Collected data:
※ ※ ※
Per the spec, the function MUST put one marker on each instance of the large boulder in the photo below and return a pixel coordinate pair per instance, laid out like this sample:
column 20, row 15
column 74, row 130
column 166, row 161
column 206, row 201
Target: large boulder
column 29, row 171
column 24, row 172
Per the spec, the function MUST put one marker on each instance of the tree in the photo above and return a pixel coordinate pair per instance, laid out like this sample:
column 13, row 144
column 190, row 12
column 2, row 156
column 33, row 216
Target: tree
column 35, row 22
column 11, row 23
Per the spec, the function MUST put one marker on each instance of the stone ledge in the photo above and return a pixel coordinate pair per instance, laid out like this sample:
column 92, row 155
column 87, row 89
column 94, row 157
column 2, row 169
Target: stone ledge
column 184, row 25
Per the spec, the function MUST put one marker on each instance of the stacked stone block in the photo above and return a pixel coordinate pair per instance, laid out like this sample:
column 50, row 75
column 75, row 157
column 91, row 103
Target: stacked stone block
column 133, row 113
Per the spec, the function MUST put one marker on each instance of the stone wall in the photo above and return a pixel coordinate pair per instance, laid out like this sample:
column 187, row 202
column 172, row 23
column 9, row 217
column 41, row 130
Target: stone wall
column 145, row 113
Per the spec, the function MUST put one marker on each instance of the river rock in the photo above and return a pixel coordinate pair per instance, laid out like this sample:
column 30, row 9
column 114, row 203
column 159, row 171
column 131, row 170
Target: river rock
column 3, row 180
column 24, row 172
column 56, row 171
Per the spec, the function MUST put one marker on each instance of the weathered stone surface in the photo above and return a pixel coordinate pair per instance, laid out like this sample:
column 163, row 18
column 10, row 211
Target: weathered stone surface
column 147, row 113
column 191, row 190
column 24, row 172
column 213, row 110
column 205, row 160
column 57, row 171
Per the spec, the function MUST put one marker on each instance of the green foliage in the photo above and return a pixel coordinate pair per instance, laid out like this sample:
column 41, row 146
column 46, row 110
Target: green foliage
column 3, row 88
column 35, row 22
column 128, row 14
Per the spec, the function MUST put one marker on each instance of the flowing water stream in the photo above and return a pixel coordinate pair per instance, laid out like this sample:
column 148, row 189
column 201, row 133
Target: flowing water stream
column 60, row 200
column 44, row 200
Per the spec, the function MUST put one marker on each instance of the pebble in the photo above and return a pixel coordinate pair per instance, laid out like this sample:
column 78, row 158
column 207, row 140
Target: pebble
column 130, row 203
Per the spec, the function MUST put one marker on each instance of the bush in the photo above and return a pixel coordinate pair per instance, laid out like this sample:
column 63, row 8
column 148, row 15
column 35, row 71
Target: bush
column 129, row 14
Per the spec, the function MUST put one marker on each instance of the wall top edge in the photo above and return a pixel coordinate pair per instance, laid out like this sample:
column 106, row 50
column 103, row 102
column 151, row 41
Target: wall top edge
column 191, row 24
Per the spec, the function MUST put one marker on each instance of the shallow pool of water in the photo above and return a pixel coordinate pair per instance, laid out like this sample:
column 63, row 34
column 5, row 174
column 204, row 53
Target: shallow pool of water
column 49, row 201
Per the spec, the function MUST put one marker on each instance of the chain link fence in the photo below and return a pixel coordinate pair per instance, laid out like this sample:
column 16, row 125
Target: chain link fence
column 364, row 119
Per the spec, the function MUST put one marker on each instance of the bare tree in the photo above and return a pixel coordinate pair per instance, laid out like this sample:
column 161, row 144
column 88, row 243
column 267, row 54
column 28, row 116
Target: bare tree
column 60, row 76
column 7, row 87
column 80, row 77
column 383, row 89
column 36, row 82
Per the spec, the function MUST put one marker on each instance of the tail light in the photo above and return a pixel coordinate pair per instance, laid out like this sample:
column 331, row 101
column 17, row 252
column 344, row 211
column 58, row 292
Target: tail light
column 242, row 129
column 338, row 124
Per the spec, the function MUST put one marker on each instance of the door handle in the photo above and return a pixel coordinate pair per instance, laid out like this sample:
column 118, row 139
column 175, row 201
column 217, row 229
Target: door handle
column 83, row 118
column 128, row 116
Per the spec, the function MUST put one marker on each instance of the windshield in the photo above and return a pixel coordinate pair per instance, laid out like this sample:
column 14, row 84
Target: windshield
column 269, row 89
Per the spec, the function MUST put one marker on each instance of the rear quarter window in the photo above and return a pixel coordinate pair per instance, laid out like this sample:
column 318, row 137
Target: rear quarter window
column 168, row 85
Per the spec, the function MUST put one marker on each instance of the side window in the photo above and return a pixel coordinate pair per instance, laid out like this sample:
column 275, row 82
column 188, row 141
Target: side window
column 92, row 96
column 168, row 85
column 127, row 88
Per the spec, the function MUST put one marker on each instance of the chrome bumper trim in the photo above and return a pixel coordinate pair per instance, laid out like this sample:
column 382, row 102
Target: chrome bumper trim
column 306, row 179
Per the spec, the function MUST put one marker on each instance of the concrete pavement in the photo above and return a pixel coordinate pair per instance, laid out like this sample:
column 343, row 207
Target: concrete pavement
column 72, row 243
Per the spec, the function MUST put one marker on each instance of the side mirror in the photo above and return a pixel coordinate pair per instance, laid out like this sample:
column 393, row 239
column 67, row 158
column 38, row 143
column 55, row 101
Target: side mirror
※ ※ ※
Problem to work on:
Pull out every line of the material above and reproduce each one without any change.

Result below:
Per the spec, the function MUST put one marker on each instance of the large boulder in the photo below and return a pixel coordinate pair per instance, laid out like this sample:
column 20, row 15
column 74, row 130
column 166, row 161
column 206, row 201
Target: large boulder
column 29, row 171
column 24, row 172
Per the spec, the function MUST put one marker on each instance of the tree in the photo above and return a pixel coordinate pair per instance, laid out like this sample:
column 13, row 144
column 190, row 12
column 2, row 156
column 33, row 216
Target: tree
column 35, row 22
column 11, row 23
Per the spec, the function MUST put one marker on each instance of the stone ledge in the photo above and return a pixel coordinate pair per instance, laid out like this sample:
column 92, row 155
column 87, row 89
column 94, row 157
column 2, row 169
Target: stone ledge
column 184, row 25
Per the spec, the function MUST put one marker on each instance of the stacked stone block in the photo above and return a pixel coordinate pair per instance, laid out like this sample:
column 50, row 75
column 75, row 157
column 91, row 103
Target: stacked stone block
column 133, row 113
Per the spec, the function MUST put one marker on each instance of the stone wall in the photo above and return a pixel coordinate pair per instance, laid out like this sample:
column 187, row 202
column 172, row 23
column 9, row 217
column 41, row 130
Target: stone wall
column 145, row 113
Per the spec, the function MUST put one marker on each instance of the river rock in the photo above and return a pixel coordinate pair per instance, laid out like this sample:
column 30, row 9
column 114, row 203
column 159, row 171
column 131, row 170
Target: river rock
column 3, row 180
column 24, row 172
column 56, row 171
Per the spec, the function MUST put one marker on each instance of the weathered stone surface in the photo above and return a pixel coordinate pair per instance, laid out like this sample:
column 163, row 18
column 10, row 211
Target: weathered stone surface
column 147, row 113
column 191, row 190
column 24, row 172
column 213, row 110
column 205, row 160
column 57, row 171
Per the spec, the function MUST put one marker on each instance of the green foliage in the photo above and return a pixel coordinate pair per instance, laid out like this sample:
column 41, row 146
column 46, row 110
Target: green foliage
column 3, row 88
column 35, row 22
column 128, row 14
Per the spec, the function MUST put one marker on each instance of the flowing water stream in the photo above and return a pixel coordinate pair per instance, laid out like this sample:
column 148, row 189
column 201, row 133
Target: flowing water stream
column 60, row 200
column 44, row 200
Per the spec, the function MUST put one marker on each instance of the pebble in the photo above and return a pixel coordinate pair per instance, laid out like this sample:
column 78, row 158
column 207, row 140
Target: pebble
column 130, row 203
Per the spec, the function MUST put one marker on each instance of the bush in the photo above and return a pixel coordinate pair per instance, laid out like this sample:
column 63, row 8
column 148, row 15
column 35, row 71
Target: bush
column 129, row 14
Per the spec, the function MUST put one marker on each instance of the wall top edge in the photo above and return a pixel coordinate pair per instance, laid out like this sample:
column 106, row 50
column 103, row 102
column 151, row 41
Target: wall top edge
column 191, row 24
Per the spec, the function MUST put one marker on each instance of the shallow pool of water in the photo above and return a pixel coordinate pair per instance, laid out like this sample:
column 63, row 34
column 5, row 174
column 204, row 53
Target: shallow pool of water
column 49, row 201
Per the spec, the function MUST put one marker on each instance of the chain link fence in the photo below and return a pixel coordinate pair per instance, laid out like this sample:
column 16, row 125
Target: chain link fence
column 364, row 119
Per the spec, the function MUST put one marker on each instance of the bare tree in the photo above and return a pixel coordinate pair per instance, laid out like this sample:
column 161, row 144
column 88, row 243
column 267, row 54
column 28, row 116
Target: bare tree
column 60, row 76
column 7, row 87
column 80, row 77
column 383, row 89
column 36, row 82
Per the spec, the function MUST put one marker on each instance of the tail light in the photo above and return a pixel coordinate pair per instance, laid out like this sample:
column 331, row 101
column 17, row 252
column 344, row 211
column 58, row 292
Target: tail light
column 242, row 129
column 338, row 124
Per the spec, the function MUST put one marker on each instance of the door handle in the photo above and return a pixel coordinate pair per instance, laid out like this sample:
column 118, row 139
column 175, row 201
column 217, row 229
Target: door handle
column 83, row 118
column 128, row 116
Per the spec, the function MUST put one marker on each instance of the windshield in the photo above and return a pixel coordinate pair per instance, laid out like this sample:
column 14, row 84
Target: windshield
column 269, row 89
Per the spec, the function MUST put one marker on each instance of the rear quarter window in the photo above and return a pixel coordinate pair per instance, laid out like this sample:
column 318, row 137
Target: rear quarter window
column 168, row 85
Per the spec, the function MUST put one marker on each instance of the side window in the photo above and return a pixel coordinate pair per instance, laid out like this sample:
column 275, row 82
column 188, row 141
Target: side window
column 92, row 96
column 168, row 85
column 127, row 88
Per the spec, the function MUST put one marker on each instance of the chrome bumper trim in the photo above and return a pixel coordinate pair per instance, laid out like this sample:
column 382, row 102
Target: chrome bumper trim
column 306, row 179
Per the spec, the function MUST put one marker on each instance of the concrete pavement in the photo above and return a pixel coordinate pair per instance, laid out like this sample:
column 343, row 207
Target: concrete pavement
column 72, row 243
Per the spec, the function MUST put one marker on each instance of the side mirror in the photo above and return a pixel coordinate pair per instance, laid out like this sample:
column 393, row 239
column 67, row 158
column 38, row 143
column 55, row 101
Target: side mirror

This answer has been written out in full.